## YOUR GOAL
Go through the data below. Pull out every line that has the word "cloud".

## DATA SHOWN
::::::::
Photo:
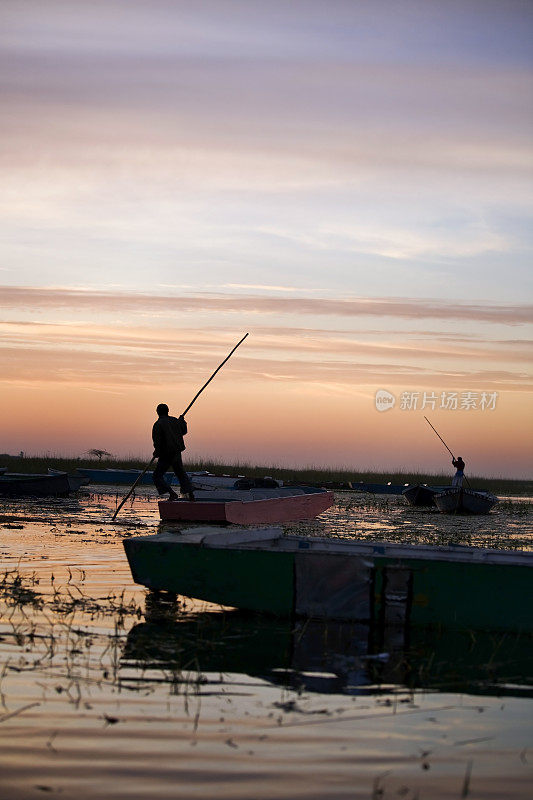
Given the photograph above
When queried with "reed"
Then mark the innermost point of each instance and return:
(310, 474)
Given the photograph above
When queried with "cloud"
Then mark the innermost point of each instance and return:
(40, 299)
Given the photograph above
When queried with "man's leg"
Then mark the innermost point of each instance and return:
(181, 475)
(161, 485)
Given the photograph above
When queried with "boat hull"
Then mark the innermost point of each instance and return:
(285, 508)
(465, 501)
(368, 582)
(420, 495)
(12, 485)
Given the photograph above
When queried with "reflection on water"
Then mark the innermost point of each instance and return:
(107, 692)
(330, 657)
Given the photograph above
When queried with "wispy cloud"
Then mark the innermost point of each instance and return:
(35, 299)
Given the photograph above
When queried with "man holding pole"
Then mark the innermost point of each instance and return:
(167, 436)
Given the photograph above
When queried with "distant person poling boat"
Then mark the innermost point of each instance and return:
(458, 500)
(196, 396)
(167, 437)
(459, 465)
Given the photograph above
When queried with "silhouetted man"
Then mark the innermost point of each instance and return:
(167, 436)
(459, 465)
::::::::
## YOUR RESPONSE
When queried with "cloud"
When queried with "wispy cloud"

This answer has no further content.